──────── SUPPLIED RECORDS
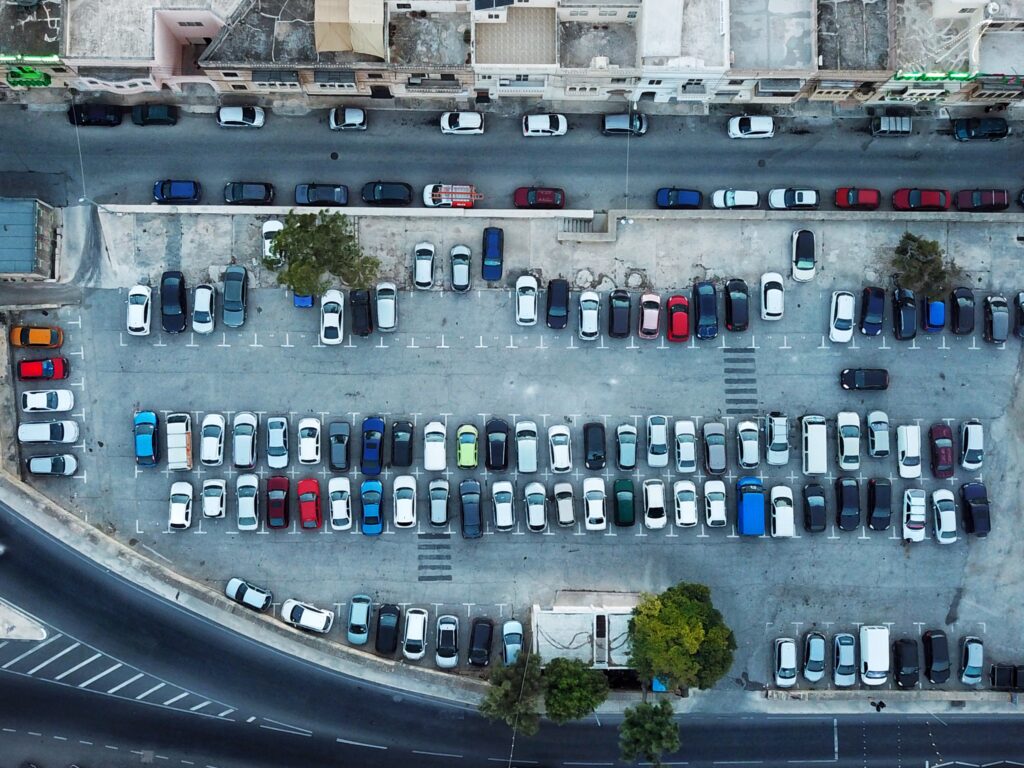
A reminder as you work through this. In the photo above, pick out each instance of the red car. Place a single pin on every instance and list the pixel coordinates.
(854, 199)
(539, 197)
(941, 438)
(276, 503)
(678, 320)
(982, 201)
(309, 512)
(52, 368)
(907, 199)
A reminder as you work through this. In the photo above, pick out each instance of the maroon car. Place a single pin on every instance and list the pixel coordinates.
(941, 438)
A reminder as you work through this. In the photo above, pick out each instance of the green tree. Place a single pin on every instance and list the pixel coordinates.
────────────────
TASK DIRECTIONS:
Reproduce the material in its entirety and word for word, without the pictures.

RESPONSE AREA:
A reminder as you work through this. In the photo above, pick out each instance of the red car. Place a single pin on every instance and list the pixel coordinates.
(854, 199)
(539, 197)
(941, 438)
(276, 503)
(678, 320)
(982, 201)
(309, 512)
(52, 368)
(907, 199)
A reminder as you work through this. In the photo above, pick out each instance of the maroon car. Place a single pin on every instance and list the pixel coordinates.
(941, 438)
A reminder as you work through this. In the photo above, pick out each instance of the green tree. Place a single pin on every instance and list the pixel coordinates.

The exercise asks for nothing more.